Directions » Return all records exactly. Nothing may be added.

Data excerpts
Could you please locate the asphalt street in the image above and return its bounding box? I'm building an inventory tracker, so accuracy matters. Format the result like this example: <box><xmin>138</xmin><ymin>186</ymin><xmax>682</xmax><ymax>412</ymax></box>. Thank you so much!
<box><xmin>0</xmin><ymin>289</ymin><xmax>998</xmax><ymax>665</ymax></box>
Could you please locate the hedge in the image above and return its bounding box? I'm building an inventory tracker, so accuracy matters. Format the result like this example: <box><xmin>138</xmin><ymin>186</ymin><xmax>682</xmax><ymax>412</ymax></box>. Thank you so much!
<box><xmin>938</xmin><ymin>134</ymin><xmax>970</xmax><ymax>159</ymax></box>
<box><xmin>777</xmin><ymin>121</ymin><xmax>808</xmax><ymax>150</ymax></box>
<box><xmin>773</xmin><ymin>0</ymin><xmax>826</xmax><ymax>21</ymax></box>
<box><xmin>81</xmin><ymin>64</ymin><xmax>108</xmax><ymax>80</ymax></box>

Written answer »
Could you please locate the asphalt street in the image above and return its bounding box? I'm building an inventory tracker, so accuracy matters. Format the result like this example: <box><xmin>138</xmin><ymin>186</ymin><xmax>682</xmax><ymax>412</ymax></box>. Thank you so much!
<box><xmin>0</xmin><ymin>289</ymin><xmax>998</xmax><ymax>665</ymax></box>
Could you please locate the hedge in the image above and return its bounding box? I'm building an inventory tracker, so accuracy matters. Format the result like this example: <box><xmin>138</xmin><ymin>186</ymin><xmax>682</xmax><ymax>412</ymax></box>. Thank you so much!
<box><xmin>938</xmin><ymin>134</ymin><xmax>970</xmax><ymax>159</ymax></box>
<box><xmin>777</xmin><ymin>121</ymin><xmax>808</xmax><ymax>150</ymax></box>
<box><xmin>773</xmin><ymin>0</ymin><xmax>826</xmax><ymax>21</ymax></box>
<box><xmin>81</xmin><ymin>64</ymin><xmax>108</xmax><ymax>80</ymax></box>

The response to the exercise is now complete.